Can you output every line from the one that contains "Spot the dark front" (including it) through the end of the items as a JSON list of strings, one per line, skipping blank lines and leaving out the pictures?

##### Provided data #####

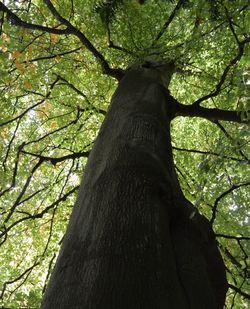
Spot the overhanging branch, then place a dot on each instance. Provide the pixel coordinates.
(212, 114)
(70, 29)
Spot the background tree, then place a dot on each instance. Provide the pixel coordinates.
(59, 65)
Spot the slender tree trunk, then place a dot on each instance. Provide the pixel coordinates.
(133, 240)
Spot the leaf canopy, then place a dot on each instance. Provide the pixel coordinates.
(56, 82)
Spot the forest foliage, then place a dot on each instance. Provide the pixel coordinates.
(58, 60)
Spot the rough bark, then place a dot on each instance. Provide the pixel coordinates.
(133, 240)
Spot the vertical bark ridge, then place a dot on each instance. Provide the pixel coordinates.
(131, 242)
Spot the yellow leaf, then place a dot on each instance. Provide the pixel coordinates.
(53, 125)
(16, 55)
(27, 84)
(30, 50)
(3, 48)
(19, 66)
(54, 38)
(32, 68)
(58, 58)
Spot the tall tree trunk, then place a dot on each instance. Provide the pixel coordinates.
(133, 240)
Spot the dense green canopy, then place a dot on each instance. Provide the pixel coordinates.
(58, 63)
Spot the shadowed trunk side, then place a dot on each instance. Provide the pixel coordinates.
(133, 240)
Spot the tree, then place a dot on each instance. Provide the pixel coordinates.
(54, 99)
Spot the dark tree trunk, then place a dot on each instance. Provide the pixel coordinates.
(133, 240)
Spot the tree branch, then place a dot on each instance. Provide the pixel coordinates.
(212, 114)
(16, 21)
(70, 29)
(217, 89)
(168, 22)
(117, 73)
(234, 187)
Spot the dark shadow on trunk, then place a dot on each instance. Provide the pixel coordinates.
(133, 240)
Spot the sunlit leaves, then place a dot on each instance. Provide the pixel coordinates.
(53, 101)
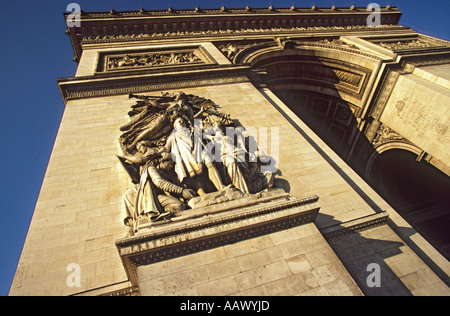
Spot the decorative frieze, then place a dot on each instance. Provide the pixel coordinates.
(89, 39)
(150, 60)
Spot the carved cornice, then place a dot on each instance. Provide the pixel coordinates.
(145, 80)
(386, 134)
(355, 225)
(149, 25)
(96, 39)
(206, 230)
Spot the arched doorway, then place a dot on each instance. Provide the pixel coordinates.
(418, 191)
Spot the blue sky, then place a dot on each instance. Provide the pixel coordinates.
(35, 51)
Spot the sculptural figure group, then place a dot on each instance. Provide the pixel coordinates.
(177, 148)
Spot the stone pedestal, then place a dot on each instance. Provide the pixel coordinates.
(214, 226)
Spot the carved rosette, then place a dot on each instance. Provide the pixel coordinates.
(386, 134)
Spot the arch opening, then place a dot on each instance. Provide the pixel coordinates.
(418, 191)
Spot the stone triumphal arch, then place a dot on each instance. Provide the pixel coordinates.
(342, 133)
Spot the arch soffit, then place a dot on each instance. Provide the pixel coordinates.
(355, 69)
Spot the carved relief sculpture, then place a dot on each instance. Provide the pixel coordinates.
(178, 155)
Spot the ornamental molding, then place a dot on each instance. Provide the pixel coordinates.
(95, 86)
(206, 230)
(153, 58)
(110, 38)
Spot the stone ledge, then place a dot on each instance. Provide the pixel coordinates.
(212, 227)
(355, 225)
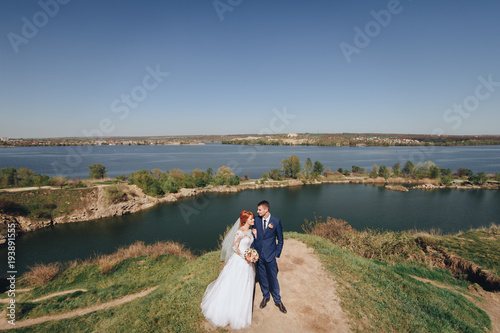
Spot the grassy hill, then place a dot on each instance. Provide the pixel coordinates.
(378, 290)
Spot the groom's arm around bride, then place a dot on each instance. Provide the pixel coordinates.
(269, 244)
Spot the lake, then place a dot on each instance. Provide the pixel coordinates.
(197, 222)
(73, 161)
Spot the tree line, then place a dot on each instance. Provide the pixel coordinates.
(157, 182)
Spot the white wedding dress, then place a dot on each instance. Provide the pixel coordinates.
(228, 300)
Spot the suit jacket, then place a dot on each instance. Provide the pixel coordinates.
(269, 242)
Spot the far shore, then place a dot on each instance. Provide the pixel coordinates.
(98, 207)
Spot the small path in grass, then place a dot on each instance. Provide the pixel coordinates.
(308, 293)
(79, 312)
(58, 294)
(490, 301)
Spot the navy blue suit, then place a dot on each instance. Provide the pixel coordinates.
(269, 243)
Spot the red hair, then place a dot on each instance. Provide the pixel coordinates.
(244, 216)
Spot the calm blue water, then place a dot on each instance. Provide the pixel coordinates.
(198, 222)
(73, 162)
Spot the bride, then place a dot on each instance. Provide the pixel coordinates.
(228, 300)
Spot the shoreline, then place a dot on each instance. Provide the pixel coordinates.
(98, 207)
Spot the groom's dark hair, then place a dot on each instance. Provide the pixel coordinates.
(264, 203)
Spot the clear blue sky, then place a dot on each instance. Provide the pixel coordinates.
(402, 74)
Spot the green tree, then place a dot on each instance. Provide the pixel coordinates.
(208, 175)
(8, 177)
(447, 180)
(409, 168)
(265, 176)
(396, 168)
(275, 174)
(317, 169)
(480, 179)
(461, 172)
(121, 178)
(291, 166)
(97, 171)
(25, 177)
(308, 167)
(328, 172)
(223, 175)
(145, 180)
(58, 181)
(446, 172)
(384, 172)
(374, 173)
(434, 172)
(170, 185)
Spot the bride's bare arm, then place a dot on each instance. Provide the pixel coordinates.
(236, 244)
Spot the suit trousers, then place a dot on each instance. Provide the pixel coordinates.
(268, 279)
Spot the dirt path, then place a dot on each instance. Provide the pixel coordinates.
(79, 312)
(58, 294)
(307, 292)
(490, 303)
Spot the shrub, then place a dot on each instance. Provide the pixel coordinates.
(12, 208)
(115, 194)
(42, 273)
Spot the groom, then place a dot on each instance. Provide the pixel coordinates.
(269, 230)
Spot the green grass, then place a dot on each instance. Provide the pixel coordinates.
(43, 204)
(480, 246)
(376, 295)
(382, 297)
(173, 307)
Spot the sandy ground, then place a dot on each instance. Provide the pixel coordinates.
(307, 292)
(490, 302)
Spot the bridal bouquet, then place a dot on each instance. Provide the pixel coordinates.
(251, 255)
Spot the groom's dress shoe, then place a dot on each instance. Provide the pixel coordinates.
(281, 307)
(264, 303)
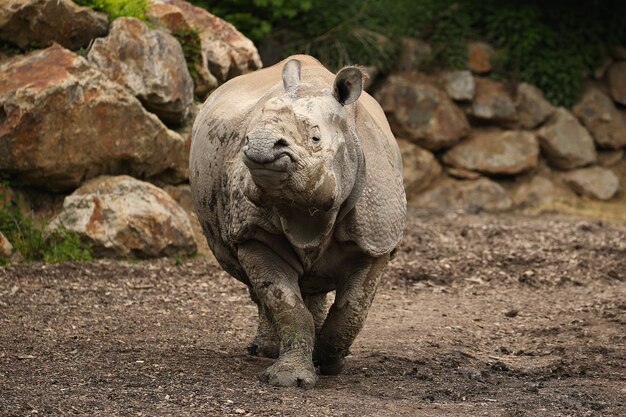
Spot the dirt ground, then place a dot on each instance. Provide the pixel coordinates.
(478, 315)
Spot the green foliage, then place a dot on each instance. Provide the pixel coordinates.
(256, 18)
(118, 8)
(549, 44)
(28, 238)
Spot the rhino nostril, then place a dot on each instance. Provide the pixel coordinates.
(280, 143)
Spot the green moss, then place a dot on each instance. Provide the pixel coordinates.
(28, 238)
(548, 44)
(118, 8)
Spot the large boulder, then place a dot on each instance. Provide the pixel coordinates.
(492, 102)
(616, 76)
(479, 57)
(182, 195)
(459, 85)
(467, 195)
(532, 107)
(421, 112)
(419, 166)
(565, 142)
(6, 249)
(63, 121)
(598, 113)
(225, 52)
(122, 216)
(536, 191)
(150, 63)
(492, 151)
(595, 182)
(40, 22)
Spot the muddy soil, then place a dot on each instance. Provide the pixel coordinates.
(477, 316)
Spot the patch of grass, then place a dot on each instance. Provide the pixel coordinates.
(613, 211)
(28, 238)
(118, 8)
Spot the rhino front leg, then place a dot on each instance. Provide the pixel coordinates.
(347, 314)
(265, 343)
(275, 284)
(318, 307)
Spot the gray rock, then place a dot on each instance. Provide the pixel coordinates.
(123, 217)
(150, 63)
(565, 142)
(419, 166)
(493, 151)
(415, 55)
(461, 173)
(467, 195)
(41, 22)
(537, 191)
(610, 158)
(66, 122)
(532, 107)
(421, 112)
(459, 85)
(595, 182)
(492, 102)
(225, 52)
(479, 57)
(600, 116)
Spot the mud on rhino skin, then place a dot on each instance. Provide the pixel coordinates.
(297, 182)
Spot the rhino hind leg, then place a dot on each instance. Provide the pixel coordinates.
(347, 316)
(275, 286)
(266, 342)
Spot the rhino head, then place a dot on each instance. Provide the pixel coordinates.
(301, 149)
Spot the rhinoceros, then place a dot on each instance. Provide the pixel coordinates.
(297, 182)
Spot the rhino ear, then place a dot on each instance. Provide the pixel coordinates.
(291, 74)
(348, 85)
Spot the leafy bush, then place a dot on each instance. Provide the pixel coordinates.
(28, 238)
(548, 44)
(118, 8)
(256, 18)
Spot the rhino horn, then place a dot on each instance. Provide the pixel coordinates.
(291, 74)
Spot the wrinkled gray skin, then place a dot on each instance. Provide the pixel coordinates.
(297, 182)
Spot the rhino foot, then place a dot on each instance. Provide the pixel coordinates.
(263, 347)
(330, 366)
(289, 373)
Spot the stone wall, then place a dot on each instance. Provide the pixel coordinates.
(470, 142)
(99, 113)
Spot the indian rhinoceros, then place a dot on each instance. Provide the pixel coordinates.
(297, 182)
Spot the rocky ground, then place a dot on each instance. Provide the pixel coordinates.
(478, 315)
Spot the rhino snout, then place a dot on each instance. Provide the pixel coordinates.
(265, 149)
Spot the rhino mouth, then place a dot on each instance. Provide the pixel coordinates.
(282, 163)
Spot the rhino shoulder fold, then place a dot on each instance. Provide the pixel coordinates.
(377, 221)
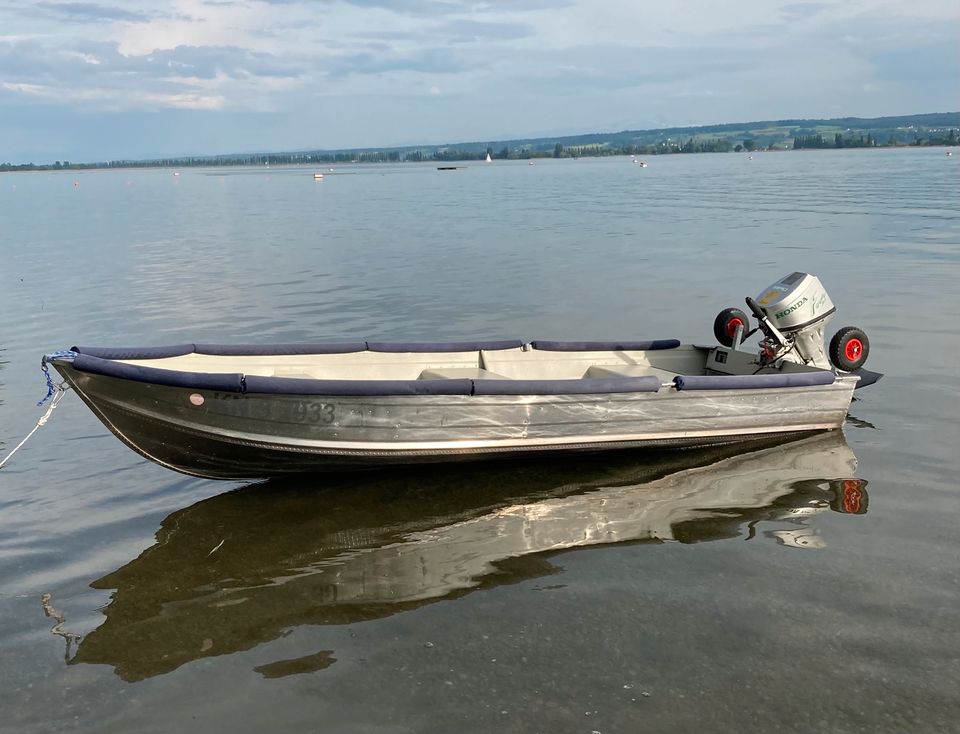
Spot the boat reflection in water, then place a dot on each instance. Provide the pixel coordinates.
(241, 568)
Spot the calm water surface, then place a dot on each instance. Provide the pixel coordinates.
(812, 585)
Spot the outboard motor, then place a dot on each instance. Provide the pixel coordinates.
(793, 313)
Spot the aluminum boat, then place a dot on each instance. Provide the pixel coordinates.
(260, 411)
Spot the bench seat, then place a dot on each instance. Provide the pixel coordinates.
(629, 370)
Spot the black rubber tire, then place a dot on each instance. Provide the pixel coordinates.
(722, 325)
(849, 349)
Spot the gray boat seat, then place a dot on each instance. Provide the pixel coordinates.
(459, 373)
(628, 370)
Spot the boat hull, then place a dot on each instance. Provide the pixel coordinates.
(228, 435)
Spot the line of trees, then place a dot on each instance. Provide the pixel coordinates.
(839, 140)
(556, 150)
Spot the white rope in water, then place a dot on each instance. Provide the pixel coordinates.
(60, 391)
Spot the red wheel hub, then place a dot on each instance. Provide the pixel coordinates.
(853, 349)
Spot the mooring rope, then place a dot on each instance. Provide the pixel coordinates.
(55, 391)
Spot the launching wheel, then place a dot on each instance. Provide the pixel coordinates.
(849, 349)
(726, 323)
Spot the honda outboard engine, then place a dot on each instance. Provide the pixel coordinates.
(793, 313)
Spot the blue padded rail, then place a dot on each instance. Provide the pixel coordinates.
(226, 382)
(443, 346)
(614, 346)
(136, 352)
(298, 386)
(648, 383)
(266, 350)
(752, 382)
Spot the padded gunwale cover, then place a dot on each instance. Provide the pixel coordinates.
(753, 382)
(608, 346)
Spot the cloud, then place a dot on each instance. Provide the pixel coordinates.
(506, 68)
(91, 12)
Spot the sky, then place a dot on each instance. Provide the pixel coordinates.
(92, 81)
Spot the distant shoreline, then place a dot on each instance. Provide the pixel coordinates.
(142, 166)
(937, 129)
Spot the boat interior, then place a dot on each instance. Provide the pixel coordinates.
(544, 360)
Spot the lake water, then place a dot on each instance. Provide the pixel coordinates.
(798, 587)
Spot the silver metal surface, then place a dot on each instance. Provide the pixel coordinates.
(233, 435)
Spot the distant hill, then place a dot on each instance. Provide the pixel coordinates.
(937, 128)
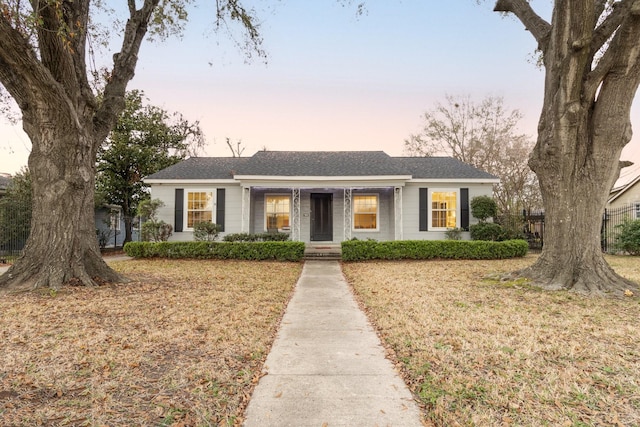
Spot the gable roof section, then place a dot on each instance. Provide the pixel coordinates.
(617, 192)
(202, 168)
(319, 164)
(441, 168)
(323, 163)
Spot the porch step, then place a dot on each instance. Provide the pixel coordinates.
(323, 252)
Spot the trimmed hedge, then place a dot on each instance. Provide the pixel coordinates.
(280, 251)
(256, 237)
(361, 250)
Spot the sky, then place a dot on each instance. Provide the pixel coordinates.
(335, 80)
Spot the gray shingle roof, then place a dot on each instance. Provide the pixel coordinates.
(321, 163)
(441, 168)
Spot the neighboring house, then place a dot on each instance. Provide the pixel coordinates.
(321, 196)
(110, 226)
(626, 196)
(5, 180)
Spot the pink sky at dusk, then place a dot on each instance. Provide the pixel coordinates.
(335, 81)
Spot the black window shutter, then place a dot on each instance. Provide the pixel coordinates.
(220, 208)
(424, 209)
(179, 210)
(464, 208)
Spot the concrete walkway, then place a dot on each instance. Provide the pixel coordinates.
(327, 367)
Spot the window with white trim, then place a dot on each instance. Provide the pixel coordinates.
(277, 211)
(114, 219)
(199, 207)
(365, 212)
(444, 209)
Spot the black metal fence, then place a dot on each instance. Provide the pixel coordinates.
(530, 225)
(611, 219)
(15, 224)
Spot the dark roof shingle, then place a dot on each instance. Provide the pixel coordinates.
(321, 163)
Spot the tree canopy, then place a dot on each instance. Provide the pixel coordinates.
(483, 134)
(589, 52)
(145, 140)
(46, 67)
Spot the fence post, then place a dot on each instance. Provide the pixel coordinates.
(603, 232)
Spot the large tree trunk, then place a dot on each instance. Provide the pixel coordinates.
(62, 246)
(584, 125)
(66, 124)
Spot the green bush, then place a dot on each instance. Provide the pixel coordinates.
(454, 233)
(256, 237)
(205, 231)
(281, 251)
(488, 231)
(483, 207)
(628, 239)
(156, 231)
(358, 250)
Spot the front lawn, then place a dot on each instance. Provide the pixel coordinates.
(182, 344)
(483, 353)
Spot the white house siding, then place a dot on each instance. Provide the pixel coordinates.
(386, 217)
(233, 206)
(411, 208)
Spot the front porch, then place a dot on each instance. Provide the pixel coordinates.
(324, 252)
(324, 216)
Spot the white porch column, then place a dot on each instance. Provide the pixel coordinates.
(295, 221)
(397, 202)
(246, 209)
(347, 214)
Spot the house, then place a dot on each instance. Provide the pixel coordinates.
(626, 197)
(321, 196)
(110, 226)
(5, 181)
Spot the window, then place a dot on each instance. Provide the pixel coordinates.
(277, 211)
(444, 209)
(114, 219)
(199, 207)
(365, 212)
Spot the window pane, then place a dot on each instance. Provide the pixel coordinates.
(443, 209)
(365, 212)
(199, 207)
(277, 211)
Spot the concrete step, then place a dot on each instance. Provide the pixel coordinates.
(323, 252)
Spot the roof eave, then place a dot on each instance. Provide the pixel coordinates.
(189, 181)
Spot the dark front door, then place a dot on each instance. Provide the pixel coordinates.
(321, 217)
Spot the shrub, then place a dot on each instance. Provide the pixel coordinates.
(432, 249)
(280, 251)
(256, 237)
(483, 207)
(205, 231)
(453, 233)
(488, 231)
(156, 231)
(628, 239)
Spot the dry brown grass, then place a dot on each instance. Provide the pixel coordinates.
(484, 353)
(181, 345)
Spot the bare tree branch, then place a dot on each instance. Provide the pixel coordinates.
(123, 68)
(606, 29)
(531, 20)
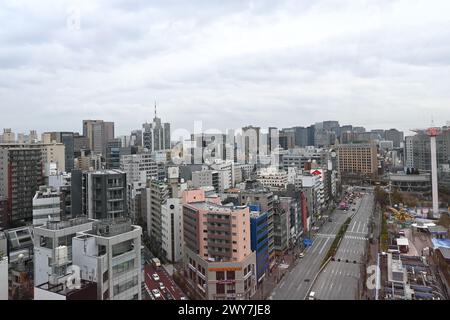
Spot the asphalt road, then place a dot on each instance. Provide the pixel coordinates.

#####

Output below.
[
  "Spot the dark front door, then place a dot on each instance. Provide the pixel coordinates.",
  "(321, 217)",
  "Spot the shrub, then place a dot on each instance. Provide the pixel coordinates.",
  "(432, 249)",
  "(280, 251)",
  "(256, 237)",
  "(483, 207)",
  "(205, 231)",
  "(453, 233)",
  "(488, 231)",
  "(156, 231)",
  "(628, 239)",
  "Spot the dry brown grass, then place a dot on each instance. Provide the pixel coordinates.",
  "(484, 353)",
  "(181, 345)",
  "Spot the bare tree branch, then place a dot on each instance. Provide the pixel coordinates.",
  "(123, 68)",
  "(606, 29)",
  "(531, 20)",
  "Spot the asphalt road, then place a dot on each instance. Provide the pixel coordinates."
]